---------- SOURCE

Call of Cthulhu adventure

Alone Against the Wendigo, subtitled Solitaire Adventure in Canada's Wilds, is a solo adventure published by Chaosium in 1985 for the horror role-playing game Call of Cthulhu. Written by Glen Rahman, it is the first Call of Cthulhu solo adventure published, and as part of the plot the player character anthropologist Dr. L. C. Nadelmann travels deep into the wilds of Canada, facing challenges and an encounter with the Wendigo. Chaosium published an expanded second edition of the adventure in 2019 retitled Alone Against the Frost.

==Description==
Alone Against the Wendigo is a Call of Cthulhu adventure gamebook for a single player, with no need for a referee. The reader starts on the first page, then is sent on a path through different numbered paragraphs; the path can vary widely depending on the decision the reader makes at the end of each paragraph.

===Plot summary===
The reader takes on the role of Dr. L. C. Nadelmann, an anthropologist from Miskatonic University. The doctor, accompanied by a local Métis guide and three graduate students, travels deep into the Canadian wilderness, seeking the mysterious North Hanninah valley. The doctor and companions will face many challenges, including an encounter with the Wendigo.

===Gameplay===
Blank Investigator sheets are provided. After choosing Dr. Nadelmann's gender, the player must then choose how to allocate 390 skill points, with at least 40 going towards Anthropology.

The player starts the adventure by reading the first paragraph of the adventure. All of the subsequent 654 paragraphs are individually numbered; much like the Fighting Fantasy series of adventure books published by Games Workshop, decisions made by the player, or succeeding or failing at luck, combat or skill dice rolls, will route the player to different paragraphs, providing a varying storyline depending on the choices, successes and failures the player makes.

At the end of each paragraph, the player is rewarded with a certain number of "Hanninah Mythos" ("HM") points, representing the knowledge the doctor has learned.

--------------------
---------- ROWS

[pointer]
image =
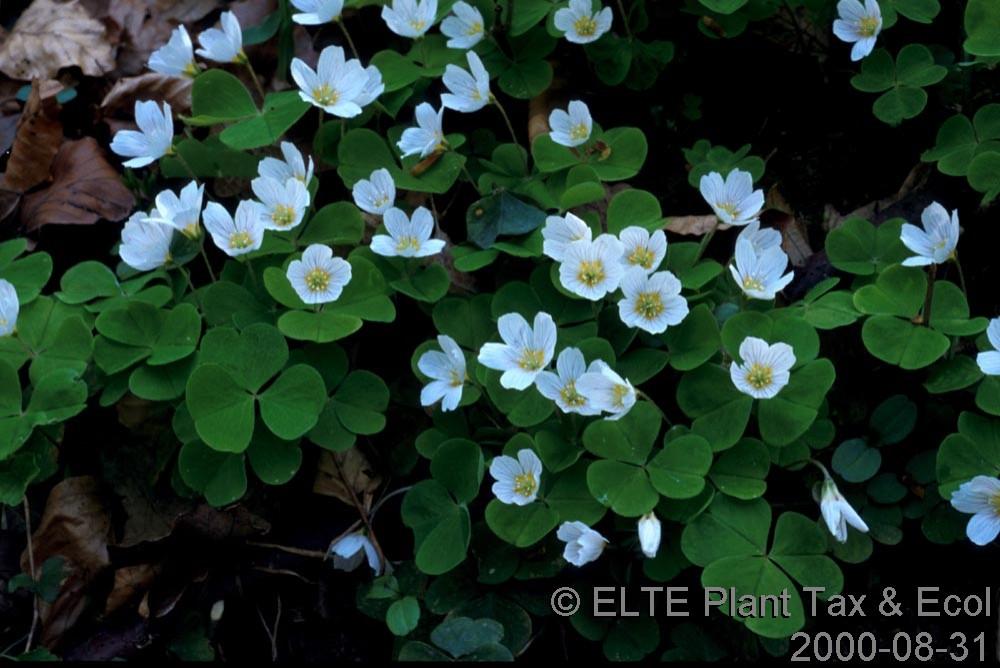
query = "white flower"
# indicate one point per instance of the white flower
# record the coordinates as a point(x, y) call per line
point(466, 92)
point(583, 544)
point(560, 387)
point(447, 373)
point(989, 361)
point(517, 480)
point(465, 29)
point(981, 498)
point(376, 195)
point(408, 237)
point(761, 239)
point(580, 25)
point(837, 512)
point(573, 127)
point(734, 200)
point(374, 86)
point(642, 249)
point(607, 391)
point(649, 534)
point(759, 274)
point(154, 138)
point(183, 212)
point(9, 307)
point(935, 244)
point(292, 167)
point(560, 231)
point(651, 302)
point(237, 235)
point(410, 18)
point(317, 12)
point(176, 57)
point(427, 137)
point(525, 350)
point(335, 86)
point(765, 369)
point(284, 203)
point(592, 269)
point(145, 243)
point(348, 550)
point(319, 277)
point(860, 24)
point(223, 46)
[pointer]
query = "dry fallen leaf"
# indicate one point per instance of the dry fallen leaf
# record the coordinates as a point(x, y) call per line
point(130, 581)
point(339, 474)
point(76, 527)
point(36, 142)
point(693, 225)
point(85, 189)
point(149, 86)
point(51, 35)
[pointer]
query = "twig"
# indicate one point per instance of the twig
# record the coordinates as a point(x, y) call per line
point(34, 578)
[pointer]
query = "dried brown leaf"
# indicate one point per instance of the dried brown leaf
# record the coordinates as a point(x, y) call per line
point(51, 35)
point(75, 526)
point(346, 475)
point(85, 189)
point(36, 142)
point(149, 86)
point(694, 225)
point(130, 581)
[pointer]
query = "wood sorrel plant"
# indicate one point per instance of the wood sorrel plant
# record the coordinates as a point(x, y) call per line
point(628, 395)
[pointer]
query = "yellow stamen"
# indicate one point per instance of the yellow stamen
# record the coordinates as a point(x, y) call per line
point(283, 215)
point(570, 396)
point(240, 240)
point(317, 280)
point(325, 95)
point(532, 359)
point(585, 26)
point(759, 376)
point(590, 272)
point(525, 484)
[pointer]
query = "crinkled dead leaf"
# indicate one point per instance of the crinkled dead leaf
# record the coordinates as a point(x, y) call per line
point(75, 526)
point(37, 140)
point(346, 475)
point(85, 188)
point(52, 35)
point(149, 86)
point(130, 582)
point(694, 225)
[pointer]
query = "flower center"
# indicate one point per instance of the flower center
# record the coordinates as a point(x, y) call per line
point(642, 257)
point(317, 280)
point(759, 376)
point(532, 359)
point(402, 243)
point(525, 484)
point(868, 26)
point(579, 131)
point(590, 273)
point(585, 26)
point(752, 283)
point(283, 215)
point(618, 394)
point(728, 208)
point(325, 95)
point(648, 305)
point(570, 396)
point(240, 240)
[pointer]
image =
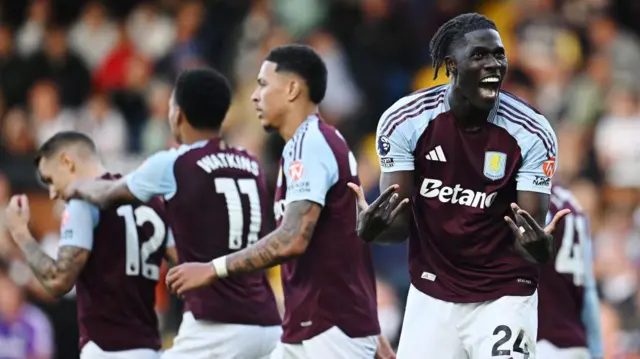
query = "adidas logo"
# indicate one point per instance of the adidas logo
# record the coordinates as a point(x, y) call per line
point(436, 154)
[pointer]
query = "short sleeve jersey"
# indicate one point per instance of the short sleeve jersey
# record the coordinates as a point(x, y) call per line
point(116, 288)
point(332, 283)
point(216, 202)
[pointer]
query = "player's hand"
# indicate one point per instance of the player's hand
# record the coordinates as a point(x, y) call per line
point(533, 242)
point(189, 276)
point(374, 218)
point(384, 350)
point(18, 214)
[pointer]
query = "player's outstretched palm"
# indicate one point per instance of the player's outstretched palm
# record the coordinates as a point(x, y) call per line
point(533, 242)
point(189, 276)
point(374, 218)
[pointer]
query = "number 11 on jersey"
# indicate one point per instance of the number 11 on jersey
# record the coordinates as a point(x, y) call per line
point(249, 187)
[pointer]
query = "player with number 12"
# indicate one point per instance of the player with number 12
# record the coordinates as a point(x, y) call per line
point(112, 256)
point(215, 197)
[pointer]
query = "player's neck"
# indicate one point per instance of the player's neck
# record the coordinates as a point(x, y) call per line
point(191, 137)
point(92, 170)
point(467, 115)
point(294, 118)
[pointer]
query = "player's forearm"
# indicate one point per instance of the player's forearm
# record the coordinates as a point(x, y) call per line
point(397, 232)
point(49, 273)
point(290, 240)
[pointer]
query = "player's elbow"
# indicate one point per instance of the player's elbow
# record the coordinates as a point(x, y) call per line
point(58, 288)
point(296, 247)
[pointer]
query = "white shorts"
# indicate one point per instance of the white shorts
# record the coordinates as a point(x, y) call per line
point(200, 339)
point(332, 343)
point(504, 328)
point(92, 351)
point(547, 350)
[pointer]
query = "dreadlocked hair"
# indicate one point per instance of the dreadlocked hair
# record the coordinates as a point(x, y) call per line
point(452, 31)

--------------------
---------- ROWS

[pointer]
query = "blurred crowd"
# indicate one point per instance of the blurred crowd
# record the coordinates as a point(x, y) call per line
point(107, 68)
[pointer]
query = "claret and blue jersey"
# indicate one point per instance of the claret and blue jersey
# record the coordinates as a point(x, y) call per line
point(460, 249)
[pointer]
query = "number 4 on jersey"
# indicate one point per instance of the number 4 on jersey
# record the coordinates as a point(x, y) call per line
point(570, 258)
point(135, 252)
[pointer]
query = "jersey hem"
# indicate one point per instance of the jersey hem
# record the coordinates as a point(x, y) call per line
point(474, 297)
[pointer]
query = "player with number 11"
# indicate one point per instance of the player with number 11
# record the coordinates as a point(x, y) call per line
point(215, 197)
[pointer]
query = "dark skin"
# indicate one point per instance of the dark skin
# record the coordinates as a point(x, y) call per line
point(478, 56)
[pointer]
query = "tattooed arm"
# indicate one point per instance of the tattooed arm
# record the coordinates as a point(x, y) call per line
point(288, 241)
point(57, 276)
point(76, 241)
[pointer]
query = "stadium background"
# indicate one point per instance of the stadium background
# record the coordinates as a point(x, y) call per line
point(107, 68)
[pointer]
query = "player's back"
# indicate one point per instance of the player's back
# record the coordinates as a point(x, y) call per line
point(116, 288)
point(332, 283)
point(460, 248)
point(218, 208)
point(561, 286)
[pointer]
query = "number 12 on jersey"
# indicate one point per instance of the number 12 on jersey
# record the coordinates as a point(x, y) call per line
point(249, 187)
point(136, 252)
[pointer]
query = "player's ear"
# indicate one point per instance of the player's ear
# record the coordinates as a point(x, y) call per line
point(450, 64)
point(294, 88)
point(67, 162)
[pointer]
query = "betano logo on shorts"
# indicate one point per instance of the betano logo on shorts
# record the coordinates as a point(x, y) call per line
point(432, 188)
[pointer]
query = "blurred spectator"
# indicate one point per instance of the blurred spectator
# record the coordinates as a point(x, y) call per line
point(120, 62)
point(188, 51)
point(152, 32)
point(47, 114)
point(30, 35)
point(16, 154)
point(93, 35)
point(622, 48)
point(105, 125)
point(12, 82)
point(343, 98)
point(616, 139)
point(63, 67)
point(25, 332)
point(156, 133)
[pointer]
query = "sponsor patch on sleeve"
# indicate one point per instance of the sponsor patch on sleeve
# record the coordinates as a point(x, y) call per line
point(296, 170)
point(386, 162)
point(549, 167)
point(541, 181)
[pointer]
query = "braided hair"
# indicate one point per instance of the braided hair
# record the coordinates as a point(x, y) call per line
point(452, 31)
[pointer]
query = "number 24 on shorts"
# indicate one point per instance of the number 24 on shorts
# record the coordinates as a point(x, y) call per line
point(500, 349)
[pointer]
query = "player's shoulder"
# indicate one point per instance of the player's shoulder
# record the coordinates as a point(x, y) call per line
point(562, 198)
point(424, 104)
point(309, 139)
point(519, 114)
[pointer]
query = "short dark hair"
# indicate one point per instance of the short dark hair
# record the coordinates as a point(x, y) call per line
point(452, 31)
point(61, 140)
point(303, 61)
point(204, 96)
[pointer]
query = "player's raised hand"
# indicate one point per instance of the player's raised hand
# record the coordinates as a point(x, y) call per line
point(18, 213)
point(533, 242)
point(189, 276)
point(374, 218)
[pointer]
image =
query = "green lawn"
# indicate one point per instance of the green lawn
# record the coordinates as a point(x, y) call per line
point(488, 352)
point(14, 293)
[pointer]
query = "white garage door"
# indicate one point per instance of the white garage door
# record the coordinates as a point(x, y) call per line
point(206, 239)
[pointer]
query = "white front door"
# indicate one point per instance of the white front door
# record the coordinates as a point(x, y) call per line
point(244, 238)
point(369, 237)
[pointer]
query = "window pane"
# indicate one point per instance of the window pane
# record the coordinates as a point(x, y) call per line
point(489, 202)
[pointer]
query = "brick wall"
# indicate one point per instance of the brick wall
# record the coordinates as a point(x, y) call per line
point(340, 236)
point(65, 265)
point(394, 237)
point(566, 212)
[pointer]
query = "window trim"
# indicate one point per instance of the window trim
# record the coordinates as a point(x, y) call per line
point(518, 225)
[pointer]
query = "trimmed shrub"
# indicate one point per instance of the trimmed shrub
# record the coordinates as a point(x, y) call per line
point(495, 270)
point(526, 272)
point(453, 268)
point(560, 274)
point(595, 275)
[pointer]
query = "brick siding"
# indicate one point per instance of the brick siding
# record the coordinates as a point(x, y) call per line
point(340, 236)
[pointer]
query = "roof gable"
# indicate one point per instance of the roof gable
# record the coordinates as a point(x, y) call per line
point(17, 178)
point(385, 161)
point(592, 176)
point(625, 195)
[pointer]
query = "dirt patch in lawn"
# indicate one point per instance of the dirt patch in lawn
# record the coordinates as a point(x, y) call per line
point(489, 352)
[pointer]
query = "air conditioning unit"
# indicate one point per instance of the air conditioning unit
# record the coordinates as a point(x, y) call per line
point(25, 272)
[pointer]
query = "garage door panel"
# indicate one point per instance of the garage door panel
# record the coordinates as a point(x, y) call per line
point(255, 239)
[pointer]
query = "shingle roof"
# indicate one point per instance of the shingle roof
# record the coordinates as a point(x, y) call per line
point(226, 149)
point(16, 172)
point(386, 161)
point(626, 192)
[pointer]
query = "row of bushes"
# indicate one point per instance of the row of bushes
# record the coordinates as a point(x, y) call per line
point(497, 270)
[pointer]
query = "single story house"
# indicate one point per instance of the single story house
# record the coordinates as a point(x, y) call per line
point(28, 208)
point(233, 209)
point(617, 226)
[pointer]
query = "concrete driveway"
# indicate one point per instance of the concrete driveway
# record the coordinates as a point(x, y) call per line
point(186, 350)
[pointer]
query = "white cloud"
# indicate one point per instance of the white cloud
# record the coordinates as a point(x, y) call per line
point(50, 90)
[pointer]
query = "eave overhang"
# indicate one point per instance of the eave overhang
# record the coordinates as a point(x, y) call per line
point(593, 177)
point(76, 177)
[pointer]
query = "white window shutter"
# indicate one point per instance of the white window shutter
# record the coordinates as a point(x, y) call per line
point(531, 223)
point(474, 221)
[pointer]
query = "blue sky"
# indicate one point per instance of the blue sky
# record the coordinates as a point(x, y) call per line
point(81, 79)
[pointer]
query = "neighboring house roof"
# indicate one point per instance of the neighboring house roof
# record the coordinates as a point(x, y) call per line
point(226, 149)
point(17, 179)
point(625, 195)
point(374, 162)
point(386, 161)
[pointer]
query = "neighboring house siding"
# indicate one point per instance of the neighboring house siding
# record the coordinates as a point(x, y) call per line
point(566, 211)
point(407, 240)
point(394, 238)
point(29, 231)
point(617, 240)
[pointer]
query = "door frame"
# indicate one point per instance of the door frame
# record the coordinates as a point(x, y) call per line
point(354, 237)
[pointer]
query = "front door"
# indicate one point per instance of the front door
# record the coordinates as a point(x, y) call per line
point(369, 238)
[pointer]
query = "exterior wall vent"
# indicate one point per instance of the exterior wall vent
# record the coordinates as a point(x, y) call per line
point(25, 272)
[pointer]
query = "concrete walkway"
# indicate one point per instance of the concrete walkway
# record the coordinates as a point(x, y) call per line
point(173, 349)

--------------------
---------- ROWS

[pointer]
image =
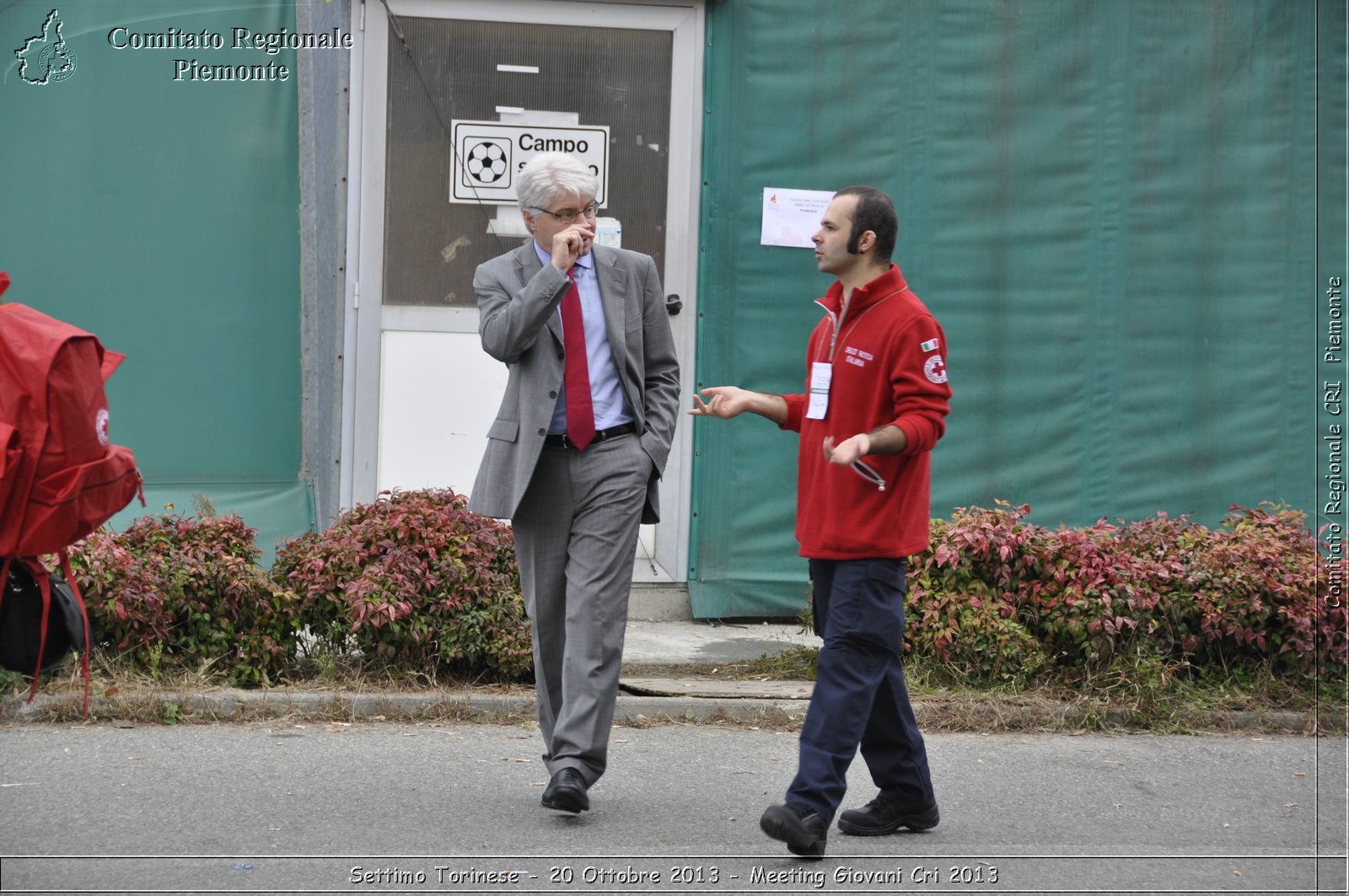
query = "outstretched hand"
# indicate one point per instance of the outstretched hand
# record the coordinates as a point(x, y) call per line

--------------------

**SET TASKS:**
1. Report how many lines of the records contain the string "window", treating uppercase and lowercase as distinct. Give only the number.
2. Write the next part of the article on the Call of Cthulhu solo adventure Alone Against the Wendigo, beginning after its final sentence.

**ANSWERS TO EACH TASK:**
1. 6

2.
===Victory conditions===
The player can consider the game won if the doctor defeats the Wendigo, returns with all his party members alive, and is in possession of
- a map of the Golden Ledge
- the head of the Sasquatch
- and evidence of animal and plant life thought to have been extinct

===Replays===
The same player can replay the adventure over again to see what different decisions and successes or failures have on the storyline. If the doctor dies, the player can restart, the only requirement being that Dr. Nadelmann's skill points must be reallocated, and the doctor will only be credited with 1/5th of the HM points that the previous doctor earned before he died. If Dr. Nadelmann survived but only scored a partial victory, the player can send the doctor out into the wilderness again with the same character sheet and full accumulated HM points as well as renewed vigor, sanity and constitution scores.

==Publication history==

2018 edition, cover art by Veronica Anrathi

Chaosium originally published the horror role-playing game Call of Cthulhu in 1981. Alone Against the Wendigo, published in 1985, was the game's first solo adventure, a 68-page softcover book with a removable cardstock insert designed by Glenn Rahman, with contributions by Jeff Okamoto, cover art by Dan Day and David Day, and interior art by the Days and Tom Sullivan. A numbering error was detected in the book after it was printed, and all references to entry 324 had to be manually crossed out and replaced by a rubber-stamped "364".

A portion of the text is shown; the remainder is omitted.